Exercise task: Set out every line of the records below as a numbered list, skipping any blank lines and leaving the pictures out.

Task inputs:
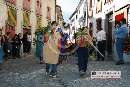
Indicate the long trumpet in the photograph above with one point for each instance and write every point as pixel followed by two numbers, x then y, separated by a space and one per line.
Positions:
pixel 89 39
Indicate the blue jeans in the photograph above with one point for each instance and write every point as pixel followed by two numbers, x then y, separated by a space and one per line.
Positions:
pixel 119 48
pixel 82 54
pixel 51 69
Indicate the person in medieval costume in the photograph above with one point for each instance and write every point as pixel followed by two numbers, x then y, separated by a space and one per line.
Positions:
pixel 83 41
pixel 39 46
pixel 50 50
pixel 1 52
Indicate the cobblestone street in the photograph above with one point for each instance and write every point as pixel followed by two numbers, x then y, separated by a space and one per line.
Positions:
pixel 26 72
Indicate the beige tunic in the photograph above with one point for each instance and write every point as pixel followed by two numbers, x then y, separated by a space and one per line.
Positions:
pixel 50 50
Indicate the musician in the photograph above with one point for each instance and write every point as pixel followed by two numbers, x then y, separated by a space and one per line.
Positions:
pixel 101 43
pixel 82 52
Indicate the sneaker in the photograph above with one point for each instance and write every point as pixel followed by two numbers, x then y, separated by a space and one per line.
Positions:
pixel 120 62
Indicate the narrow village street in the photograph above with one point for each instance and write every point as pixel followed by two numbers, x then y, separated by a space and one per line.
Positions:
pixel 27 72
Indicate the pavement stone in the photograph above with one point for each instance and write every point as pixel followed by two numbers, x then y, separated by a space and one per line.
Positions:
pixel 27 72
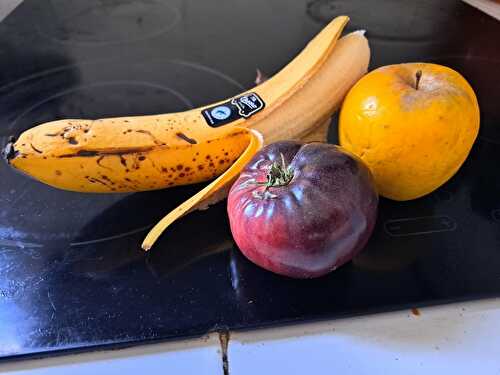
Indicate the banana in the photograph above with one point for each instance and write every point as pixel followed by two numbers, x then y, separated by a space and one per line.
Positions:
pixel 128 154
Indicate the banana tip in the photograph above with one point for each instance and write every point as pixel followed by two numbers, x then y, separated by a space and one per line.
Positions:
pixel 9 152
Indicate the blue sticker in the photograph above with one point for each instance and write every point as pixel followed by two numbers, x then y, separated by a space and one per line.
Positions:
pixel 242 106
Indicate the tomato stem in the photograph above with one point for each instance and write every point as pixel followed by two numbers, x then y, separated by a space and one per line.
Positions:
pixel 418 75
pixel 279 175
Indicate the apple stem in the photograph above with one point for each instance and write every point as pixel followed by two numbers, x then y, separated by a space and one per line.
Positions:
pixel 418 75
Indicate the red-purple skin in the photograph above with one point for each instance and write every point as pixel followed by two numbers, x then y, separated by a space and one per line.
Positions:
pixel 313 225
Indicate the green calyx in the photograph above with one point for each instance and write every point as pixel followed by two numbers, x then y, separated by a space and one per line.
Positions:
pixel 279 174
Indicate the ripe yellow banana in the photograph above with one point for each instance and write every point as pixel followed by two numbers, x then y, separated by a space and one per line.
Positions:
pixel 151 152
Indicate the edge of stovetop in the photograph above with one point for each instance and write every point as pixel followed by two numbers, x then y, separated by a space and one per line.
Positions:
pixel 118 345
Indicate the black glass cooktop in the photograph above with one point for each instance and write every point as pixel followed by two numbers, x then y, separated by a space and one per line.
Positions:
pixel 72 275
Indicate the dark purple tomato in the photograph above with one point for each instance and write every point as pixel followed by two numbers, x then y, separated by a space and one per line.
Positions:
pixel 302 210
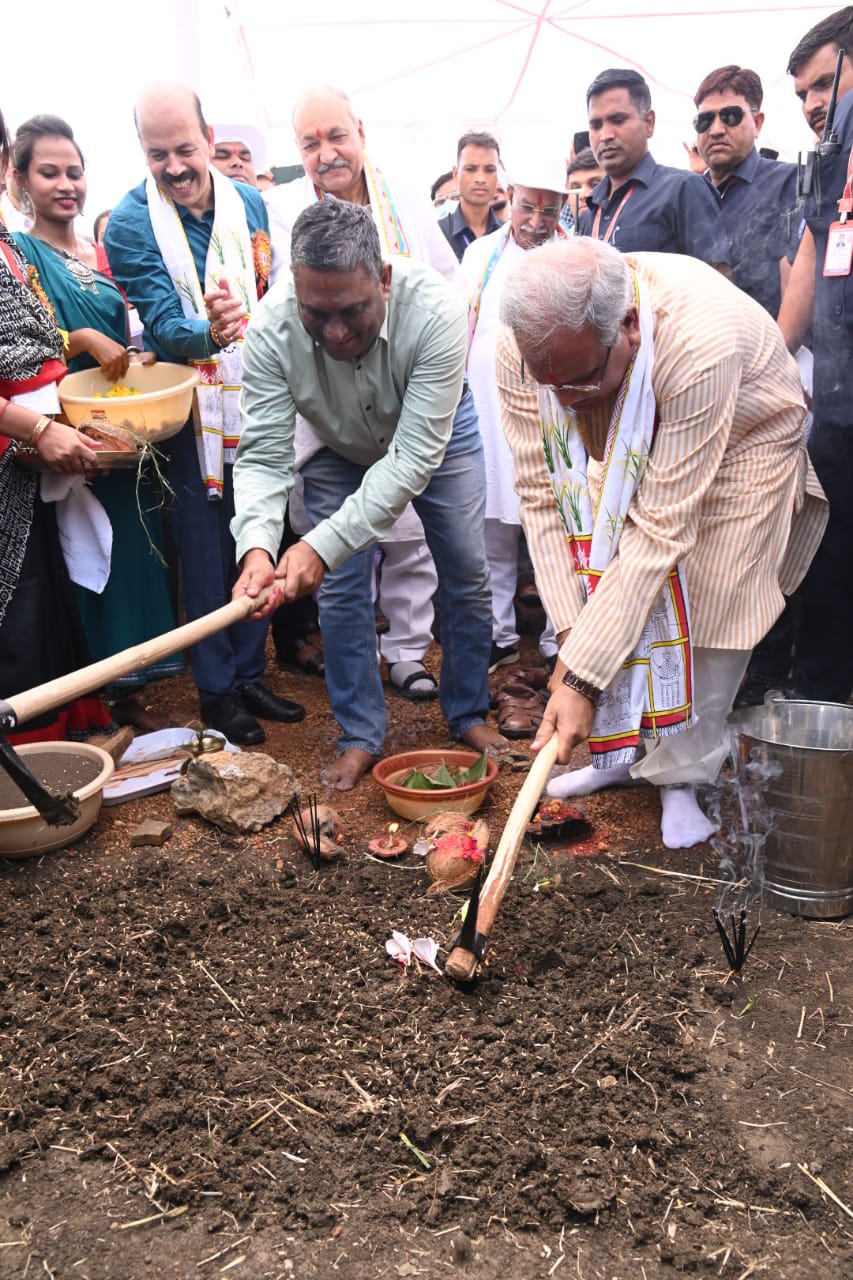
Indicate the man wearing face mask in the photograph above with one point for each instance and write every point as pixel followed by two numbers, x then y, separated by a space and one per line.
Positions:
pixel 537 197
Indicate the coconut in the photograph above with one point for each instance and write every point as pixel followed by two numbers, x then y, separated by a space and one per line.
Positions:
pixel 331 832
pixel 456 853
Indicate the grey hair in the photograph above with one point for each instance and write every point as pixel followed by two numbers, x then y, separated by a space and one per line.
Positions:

Answer to the task:
1. Indicate the long trumpet in the photograph above with one point for each instance and write every point as pixel followed by two numbers, x then y, separated by a space and one per line.
2. Positions:
3. pixel 89 39
4. Indicate the blue jeans in the photograph above with one point for each instance and write every point as pixel followed by two numbers, x then y, separated by a space and one per line.
5. Positions:
6. pixel 119 48
7. pixel 82 54
8. pixel 51 69
9. Indicate the person in medieval costume in the photograph above with one point for each instance and write every point as pixel followed by two numbers, x then y, separated by a space and one per line.
10. Positions:
11. pixel 83 41
12. pixel 39 46
13. pixel 50 50
14. pixel 1 52
15. Indicate the cobblestone street in the photograph above with one point for each instance and write every point as pixel followed by two numbers, x then y, separated by a space and one per line.
16. Positions:
17. pixel 26 72
18. Indicate the beige tunic in the photograph above with one point for each instance and write every point as pixel followed by two numbers, x then y, separated by a space and one per line.
19. Positions:
20. pixel 50 50
21. Indicate the musician in the photograph above with one point for each instance and write every point as pixel followed by two numbers, x then y, separated by a space and one per line.
22. Positions:
23. pixel 101 43
24. pixel 82 52
25. Indicate the sneaker in the photograph above with one point for each instance and write every point as pixel followed by two numbers, x then y, separated by a space and one per line.
26. Positions:
27. pixel 120 62
28. Indicate the narrow village street in the photograph above with one point for each instance and write every point as pixel followed by two numbers, x then y, separated by a space and one per line.
29. Positions:
30. pixel 27 72
31. Indicate the pavement stone in the photograph above with one point for each instance and write every point as pixel followed by two numbers, x then y, separated by a space and one per line.
32. Positions:
33. pixel 27 72
34. Indicate the banana in the photograph above with one point for each instance and write every point as pixel followed by two numbers, x then y, separated by a space and one per line.
35. Positions:
36. pixel 128 154
37. Indicate the banana tip in the photograph above with one point for each instance and write every point as pixel followed by two numbers, x then y, separated by a space and one per line.
38. Positions:
39. pixel 9 152
40. Indicate the blue sticker in the photograph above with one point for each instance and write every point as pixel followed by two numbers, x then y, separated by a space and one per line.
41. Positions:
42. pixel 242 106
43. Indicate the tomato stem in the photograph above with one point for each instance and write every point as pixel followed by two numbers, x then y, separated by a space and one per line.
44. Positions:
45. pixel 418 75
46. pixel 279 175
47. Indicate the apple stem in the photograph above with one point for each instance and write every point as pixel followed by two numbers, x then y, separated by a space and one per line.
48. Positions:
49. pixel 418 75
50. Indicate the red-purple skin in the photograph above with one point for each instance and write every point as pixel followed by two numbers, x then y, separated by a space and one per line.
51. Positions:
52. pixel 313 225
53. Indicate the green calyx in the photograph above with one point for each instance and write every point as pixel followed by two numbers, x then y, separated by a space and one per line.
54. Positions:
55. pixel 279 174
56. Indicate the ripe yellow banana in the photograph above with one point for each instance and write every point as pixel followed by two numbers, x then y, separated by a space and one per line.
57. Positions:
58. pixel 151 152
59. Indicate the edge of stovetop in the photograph above with one point for each instance and write every point as pixel followed by two numbers, x then y, separated by a space and one per line.
60. Positions:
61. pixel 118 345
62. Indicate the black glass cooktop in the photograph above with one point for each instance and write every point as pixel followed by two numbers, x then y, separated by a space and one per line.
63. Positions:
64. pixel 72 275
65. Indicate the dark purple tomato in the photograph above with one point for each instance and write every point as pixel followed by two numbers, x then y, separated by a space and one per line.
66. Positions:
67. pixel 302 210
68. Indicate the man wearing face mask in the photograph above with one point for each instance and write every point as pixel followed by two numbers, x then y, separated by a space and one per line.
69. Positions:
70. pixel 537 197
71. Indicate the coconut in the photograph above with one point for each instance and write every point as pixel followed by two numbers, x then y, separated by a space and one per line.
72. Positions:
73. pixel 331 832
74. pixel 456 853
75. Indicate the grey hair in the photograph above with one point for each instance and write every point as pixel followed by two numbers, x then y, separated by a space and one per line.
76. Positions:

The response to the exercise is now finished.